» Prompt
In the data below, reproduce everything exactly except the images.

» Given records
⟨
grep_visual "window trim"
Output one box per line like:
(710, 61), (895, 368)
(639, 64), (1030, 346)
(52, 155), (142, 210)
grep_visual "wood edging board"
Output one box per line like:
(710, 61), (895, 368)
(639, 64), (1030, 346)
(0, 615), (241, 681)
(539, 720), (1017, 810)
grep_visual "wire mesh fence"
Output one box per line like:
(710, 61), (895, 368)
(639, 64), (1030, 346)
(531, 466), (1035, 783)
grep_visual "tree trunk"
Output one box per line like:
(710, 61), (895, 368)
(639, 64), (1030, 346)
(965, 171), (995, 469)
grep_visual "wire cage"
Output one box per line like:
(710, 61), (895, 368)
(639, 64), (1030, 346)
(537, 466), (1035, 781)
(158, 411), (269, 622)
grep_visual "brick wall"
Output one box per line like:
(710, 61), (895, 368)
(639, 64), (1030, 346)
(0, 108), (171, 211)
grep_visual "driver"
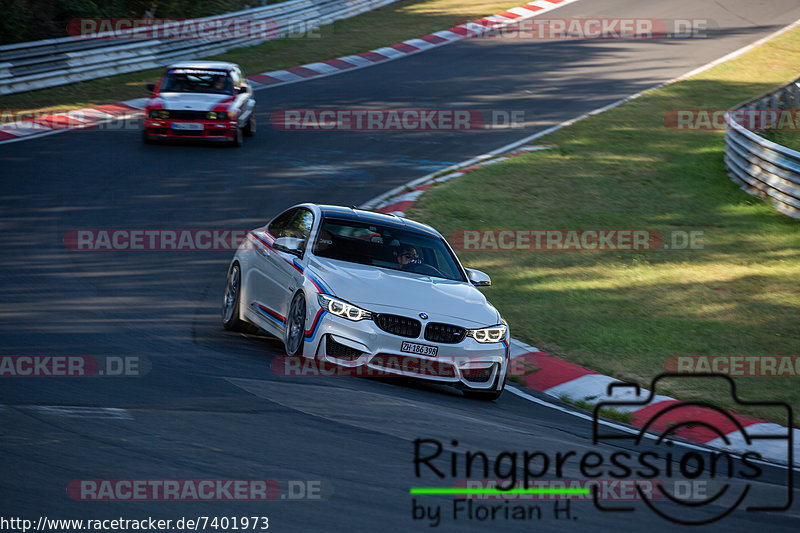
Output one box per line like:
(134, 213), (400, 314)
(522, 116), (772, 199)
(396, 245), (421, 270)
(213, 76), (229, 93)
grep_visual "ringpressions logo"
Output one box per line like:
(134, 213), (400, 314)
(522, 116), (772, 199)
(410, 374), (792, 526)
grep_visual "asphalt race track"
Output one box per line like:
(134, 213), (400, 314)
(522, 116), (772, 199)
(2, 0), (800, 531)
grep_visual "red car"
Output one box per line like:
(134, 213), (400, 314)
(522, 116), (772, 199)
(143, 61), (256, 147)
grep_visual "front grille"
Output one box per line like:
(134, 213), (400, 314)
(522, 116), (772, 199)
(371, 354), (456, 378)
(325, 336), (362, 361)
(166, 110), (211, 120)
(373, 314), (421, 338)
(463, 364), (497, 383)
(424, 322), (466, 344)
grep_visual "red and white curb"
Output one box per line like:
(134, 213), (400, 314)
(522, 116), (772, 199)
(371, 146), (550, 215)
(245, 0), (579, 90)
(368, 149), (797, 468)
(0, 0), (579, 145)
(0, 100), (146, 144)
(508, 341), (798, 467)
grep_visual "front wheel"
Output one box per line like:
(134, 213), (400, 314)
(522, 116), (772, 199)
(229, 125), (243, 147)
(243, 112), (256, 137)
(284, 292), (306, 356)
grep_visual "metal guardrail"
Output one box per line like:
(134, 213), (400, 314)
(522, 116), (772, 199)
(724, 77), (800, 219)
(0, 0), (400, 96)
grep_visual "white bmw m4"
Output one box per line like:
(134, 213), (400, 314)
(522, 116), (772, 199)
(222, 204), (510, 400)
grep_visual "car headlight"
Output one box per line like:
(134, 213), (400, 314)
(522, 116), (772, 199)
(467, 324), (507, 343)
(317, 294), (372, 321)
(207, 111), (227, 120)
(148, 109), (167, 119)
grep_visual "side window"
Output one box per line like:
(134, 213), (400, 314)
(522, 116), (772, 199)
(267, 208), (298, 239)
(232, 68), (244, 92)
(267, 208), (314, 257)
(285, 209), (314, 250)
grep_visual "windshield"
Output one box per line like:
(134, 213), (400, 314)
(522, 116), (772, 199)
(160, 68), (232, 95)
(313, 217), (466, 282)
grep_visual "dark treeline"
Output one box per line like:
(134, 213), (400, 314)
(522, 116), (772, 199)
(0, 0), (273, 44)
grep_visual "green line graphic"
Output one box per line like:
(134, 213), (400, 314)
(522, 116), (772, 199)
(410, 487), (590, 495)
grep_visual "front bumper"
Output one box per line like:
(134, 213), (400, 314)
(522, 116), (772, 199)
(143, 119), (236, 140)
(310, 313), (508, 390)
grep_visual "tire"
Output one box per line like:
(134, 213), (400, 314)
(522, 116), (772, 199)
(463, 374), (506, 401)
(142, 129), (154, 144)
(229, 125), (243, 147)
(222, 263), (255, 333)
(284, 292), (306, 356)
(243, 112), (256, 137)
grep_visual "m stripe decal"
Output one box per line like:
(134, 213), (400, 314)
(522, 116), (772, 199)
(251, 302), (286, 325)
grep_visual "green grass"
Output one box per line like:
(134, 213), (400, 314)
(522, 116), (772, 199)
(762, 129), (800, 152)
(0, 0), (524, 113)
(409, 26), (800, 425)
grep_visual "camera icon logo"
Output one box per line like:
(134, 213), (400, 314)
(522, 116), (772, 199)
(591, 373), (793, 525)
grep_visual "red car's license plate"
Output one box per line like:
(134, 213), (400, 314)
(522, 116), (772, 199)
(171, 122), (203, 130)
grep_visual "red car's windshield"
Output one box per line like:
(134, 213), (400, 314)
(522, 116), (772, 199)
(160, 68), (232, 95)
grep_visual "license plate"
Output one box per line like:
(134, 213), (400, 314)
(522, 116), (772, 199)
(401, 341), (438, 357)
(171, 122), (203, 130)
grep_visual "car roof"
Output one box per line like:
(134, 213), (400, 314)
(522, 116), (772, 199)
(166, 61), (238, 71)
(315, 204), (440, 236)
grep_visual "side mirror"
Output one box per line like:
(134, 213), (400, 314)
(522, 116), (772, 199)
(237, 85), (249, 95)
(146, 83), (156, 93)
(274, 237), (304, 257)
(465, 268), (491, 287)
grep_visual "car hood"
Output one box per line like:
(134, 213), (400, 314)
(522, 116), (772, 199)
(308, 257), (500, 327)
(156, 92), (231, 110)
⟩
» Written solution
grep_visual "window trim"
Output one box per line like:
(710, 61), (895, 368)
(639, 64), (1030, 346)
(52, 155), (142, 210)
grep_visual "wood edging board"
Output one box per line like:
(710, 61), (895, 368)
(639, 64), (1030, 346)
(0, 615), (241, 681)
(539, 720), (1017, 810)
grep_visual "wire mesh fence"
Output one box per line like:
(710, 61), (895, 368)
(639, 64), (1030, 346)
(531, 466), (1035, 783)
grep_visual "tree trunk"
Output one box per line like:
(710, 61), (895, 368)
(639, 64), (1030, 346)
(965, 171), (995, 469)
grep_visual "wire cage"
Output one box per line like:
(710, 61), (895, 368)
(639, 64), (1030, 346)
(537, 466), (1035, 781)
(158, 411), (269, 622)
grep_visual "brick wall"
Output one box per line like:
(710, 61), (895, 368)
(639, 64), (1030, 346)
(0, 108), (171, 211)
grep_visual "driver"
Output one box per line like:
(134, 213), (400, 314)
(522, 116), (772, 199)
(396, 245), (421, 270)
(213, 76), (229, 93)
grep_visual "ringpressions logo"
Output one box per line like:
(134, 213), (400, 314)
(522, 116), (772, 199)
(410, 374), (792, 526)
grep_visual "asphalt race track"
Output one box per line like:
(134, 213), (400, 314)
(522, 116), (772, 199)
(2, 0), (800, 531)
grep_visual "red car"
Output one box per line like:
(134, 213), (400, 314)
(522, 116), (772, 199)
(143, 61), (256, 147)
grep_visual "front grille"
Output one box per line like:
(134, 213), (400, 314)
(522, 116), (772, 199)
(371, 354), (456, 378)
(325, 336), (362, 361)
(166, 110), (211, 120)
(373, 314), (421, 338)
(463, 364), (497, 383)
(424, 322), (466, 344)
grep_visual "red and white curb"
Output one box per line like:
(134, 213), (400, 314)
(522, 116), (772, 199)
(371, 146), (550, 215)
(245, 0), (579, 90)
(368, 149), (797, 468)
(0, 0), (579, 145)
(0, 100), (146, 144)
(508, 341), (798, 467)
grep_visual "front wheel"
Output one box per line like:
(134, 213), (400, 314)
(522, 116), (772, 199)
(229, 125), (243, 147)
(243, 112), (256, 137)
(284, 292), (306, 356)
grep_visual "metal guardrail"
Output one box per line like:
(134, 213), (400, 314)
(522, 116), (772, 199)
(724, 77), (800, 219)
(0, 0), (400, 96)
grep_visual "white bmw m4"
Output one box per line like:
(134, 213), (400, 314)
(522, 116), (772, 199)
(222, 204), (510, 400)
grep_visual "car headlight"
Output one box per line like:
(134, 213), (400, 314)
(522, 116), (772, 199)
(467, 324), (507, 343)
(317, 294), (372, 321)
(207, 111), (227, 120)
(148, 109), (167, 119)
grep_visual "side window"
Output one box per line like:
(134, 213), (400, 314)
(522, 116), (772, 199)
(267, 208), (298, 239)
(232, 68), (244, 92)
(267, 208), (314, 257)
(285, 209), (314, 250)
grep_visual "windshield"
Output one box per line like:
(134, 213), (400, 314)
(522, 116), (772, 199)
(160, 68), (232, 95)
(313, 217), (466, 282)
grep_visual "dark treeline"
Output one box per line like:
(134, 213), (400, 314)
(522, 116), (772, 199)
(0, 0), (273, 44)
grep_visual "green line graphic"
Output one box per line like:
(134, 213), (400, 314)
(522, 116), (772, 199)
(410, 487), (590, 495)
grep_visual "front bumper"
Output one box per line like:
(134, 213), (400, 314)
(522, 116), (772, 199)
(143, 119), (236, 140)
(310, 313), (508, 390)
grep_visual "tire"
Output one box per line like:
(134, 213), (400, 314)
(522, 116), (772, 199)
(463, 374), (506, 401)
(142, 129), (154, 144)
(229, 125), (243, 147)
(222, 263), (255, 333)
(284, 292), (306, 356)
(243, 112), (256, 137)
grep_visual "m stripe decal"
Output one box per line like:
(134, 213), (400, 314)
(522, 116), (772, 199)
(251, 302), (286, 325)
grep_visual "green grass"
Output one box per line like:
(134, 213), (400, 314)
(522, 116), (772, 199)
(762, 129), (800, 152)
(0, 0), (524, 113)
(409, 26), (800, 425)
grep_visual "camera icon logo"
Output one box per line like:
(134, 213), (400, 314)
(522, 116), (772, 199)
(591, 373), (793, 525)
grep_visual "red car's license plate"
Output one box per line like:
(134, 213), (400, 314)
(522, 116), (772, 199)
(171, 122), (203, 130)
grep_visual "red car's windshield"
Output one box per line like:
(134, 213), (400, 314)
(522, 116), (772, 199)
(160, 68), (232, 95)
grep_visual "license plate"
Output one box per line like:
(134, 213), (400, 314)
(522, 116), (772, 199)
(401, 341), (438, 357)
(171, 122), (203, 130)
grep_visual "car roof"
Output one box per line like:
(134, 213), (400, 314)
(522, 116), (772, 199)
(166, 61), (238, 71)
(315, 204), (440, 236)
grep_visual "side mirror"
Output one box per line like:
(134, 213), (400, 314)
(522, 116), (772, 199)
(237, 85), (249, 95)
(146, 83), (156, 93)
(274, 237), (304, 257)
(465, 268), (491, 287)
grep_visual "car hood"
Output one box per line like:
(134, 213), (400, 314)
(522, 116), (772, 199)
(308, 257), (500, 327)
(156, 92), (231, 110)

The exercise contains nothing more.